Wednesday 16 October 2019 – Lunchtime Seminar with Dr Kassim S Mwitondi (Senior Lecturer in Applied Statistics/Data Mining)

Title: A Big Data Approach to Expounding Triggers of Sustainable Development Goals (SDG) Indicators
Date and time: Wednesday 16 October 2019, 1pm-2pm
Speaker: Dr Kassim S Mwitondi (Senior Lecturer in Applied Statistics/Data Mining, Sheffield Hallam University)

Technological advances in computing power and explosions in data generation, continue to trigger data–intensive research and related activities across disciplines, through, inter–alia, different applications aimed at addressing the challenges and opportunities of Big Data [1, 2, 3]. Across sectors and nations, the challenges and opportunities can be viewed as technical and application based. Technically, they are seen as pathways towards addressing issues ranging from data infrastructure, governance, sharing, modelling and security. From an application perspective, they potentially lead to influencial policies and improving decision making at institutional, national, regional and global levels, creating a Development Continuum (DC).

→ SET PROBLEM
Retype the passage of the seminar announcement that begins at the words "Title: A Big" and stops after the words "Sheffield Hallam University)".

→ RECORDS PROVIDED
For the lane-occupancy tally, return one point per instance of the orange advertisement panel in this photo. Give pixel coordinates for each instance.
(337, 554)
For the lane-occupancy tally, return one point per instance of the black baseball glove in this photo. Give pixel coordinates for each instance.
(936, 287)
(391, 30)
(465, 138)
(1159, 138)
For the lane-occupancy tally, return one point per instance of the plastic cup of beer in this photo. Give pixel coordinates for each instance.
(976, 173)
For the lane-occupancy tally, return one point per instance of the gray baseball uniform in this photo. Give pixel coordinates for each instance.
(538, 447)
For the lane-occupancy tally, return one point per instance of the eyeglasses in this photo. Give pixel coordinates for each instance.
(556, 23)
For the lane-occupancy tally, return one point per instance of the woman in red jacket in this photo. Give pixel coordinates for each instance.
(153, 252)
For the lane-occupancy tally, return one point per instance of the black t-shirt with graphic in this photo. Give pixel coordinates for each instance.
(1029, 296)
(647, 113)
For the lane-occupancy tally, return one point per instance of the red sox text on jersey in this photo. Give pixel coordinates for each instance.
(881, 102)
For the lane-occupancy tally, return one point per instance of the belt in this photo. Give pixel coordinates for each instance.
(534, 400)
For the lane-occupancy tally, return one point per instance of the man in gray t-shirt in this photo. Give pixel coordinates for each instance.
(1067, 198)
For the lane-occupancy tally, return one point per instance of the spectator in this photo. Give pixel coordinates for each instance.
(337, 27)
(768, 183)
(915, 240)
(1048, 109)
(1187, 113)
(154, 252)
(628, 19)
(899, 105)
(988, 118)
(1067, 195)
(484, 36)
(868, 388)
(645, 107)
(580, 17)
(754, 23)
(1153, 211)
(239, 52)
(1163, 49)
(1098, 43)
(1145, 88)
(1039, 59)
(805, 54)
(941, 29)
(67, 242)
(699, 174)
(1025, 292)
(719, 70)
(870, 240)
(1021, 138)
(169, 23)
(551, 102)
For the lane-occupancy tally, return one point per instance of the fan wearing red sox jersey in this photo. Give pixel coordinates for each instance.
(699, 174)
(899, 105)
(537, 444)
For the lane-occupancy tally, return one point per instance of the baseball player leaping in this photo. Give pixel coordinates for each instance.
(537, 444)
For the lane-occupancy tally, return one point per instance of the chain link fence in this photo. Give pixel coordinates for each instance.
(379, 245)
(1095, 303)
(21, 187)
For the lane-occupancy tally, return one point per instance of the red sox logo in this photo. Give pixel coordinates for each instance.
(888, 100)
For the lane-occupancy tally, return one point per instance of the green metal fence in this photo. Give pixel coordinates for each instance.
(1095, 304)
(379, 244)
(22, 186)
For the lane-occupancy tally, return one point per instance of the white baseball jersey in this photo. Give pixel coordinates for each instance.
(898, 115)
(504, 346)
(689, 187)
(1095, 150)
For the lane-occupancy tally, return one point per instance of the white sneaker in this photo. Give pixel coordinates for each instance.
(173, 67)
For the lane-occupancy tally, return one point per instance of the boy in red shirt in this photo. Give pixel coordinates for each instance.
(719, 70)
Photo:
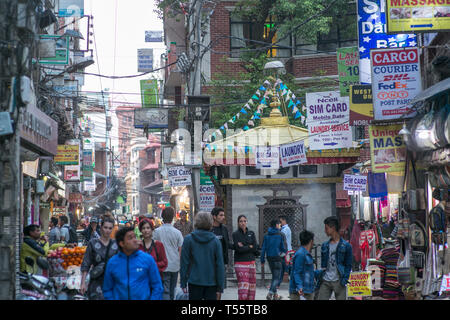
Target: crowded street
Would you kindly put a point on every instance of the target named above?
(220, 150)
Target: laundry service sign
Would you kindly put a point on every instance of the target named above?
(328, 121)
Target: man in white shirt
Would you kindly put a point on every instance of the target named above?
(172, 239)
(288, 235)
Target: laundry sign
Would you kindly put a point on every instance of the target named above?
(293, 154)
(355, 182)
(179, 176)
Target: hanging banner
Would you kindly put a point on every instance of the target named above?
(267, 158)
(149, 93)
(328, 121)
(395, 81)
(418, 15)
(293, 154)
(387, 149)
(359, 284)
(67, 155)
(179, 176)
(355, 182)
(372, 35)
(348, 69)
(361, 105)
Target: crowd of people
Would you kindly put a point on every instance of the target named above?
(142, 261)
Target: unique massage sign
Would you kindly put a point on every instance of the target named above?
(387, 149)
(395, 82)
(328, 121)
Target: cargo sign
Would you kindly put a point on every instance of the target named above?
(395, 82)
(359, 284)
(355, 183)
(418, 15)
(348, 69)
(293, 154)
(328, 121)
(387, 149)
(372, 35)
(179, 176)
(67, 155)
(361, 105)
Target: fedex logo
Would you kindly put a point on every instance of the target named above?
(395, 85)
(394, 77)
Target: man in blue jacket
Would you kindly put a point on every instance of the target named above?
(336, 257)
(131, 274)
(274, 247)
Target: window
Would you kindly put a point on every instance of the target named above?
(343, 33)
(257, 32)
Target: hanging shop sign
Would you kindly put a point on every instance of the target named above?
(149, 93)
(359, 284)
(361, 105)
(293, 154)
(67, 155)
(355, 182)
(179, 176)
(387, 149)
(267, 158)
(417, 15)
(372, 35)
(395, 81)
(328, 121)
(72, 173)
(71, 8)
(348, 69)
(62, 53)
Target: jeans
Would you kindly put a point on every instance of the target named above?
(170, 280)
(327, 288)
(275, 268)
(202, 292)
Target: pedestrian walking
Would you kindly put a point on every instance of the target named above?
(183, 224)
(303, 277)
(172, 240)
(151, 246)
(98, 252)
(286, 230)
(221, 233)
(245, 250)
(131, 274)
(274, 246)
(202, 267)
(336, 260)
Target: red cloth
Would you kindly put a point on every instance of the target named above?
(161, 261)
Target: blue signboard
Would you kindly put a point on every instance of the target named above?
(372, 35)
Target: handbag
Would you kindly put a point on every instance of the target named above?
(98, 270)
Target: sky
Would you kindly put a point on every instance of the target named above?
(117, 39)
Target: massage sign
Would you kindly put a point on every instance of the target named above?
(395, 82)
(328, 121)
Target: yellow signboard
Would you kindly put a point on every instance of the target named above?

→ PROBLEM SOLUTION
Title: A Big Data Approach to Expounding Triggers of Sustainable Development Goals (SDG) Indicators
Date and time: Wednesday 16 October 2019, 1pm-2pm
Speaker: Dr Kassim S Mwitondi (Senior Lecturer in Applied Statistics/Data Mining, Sheffield Hallam University)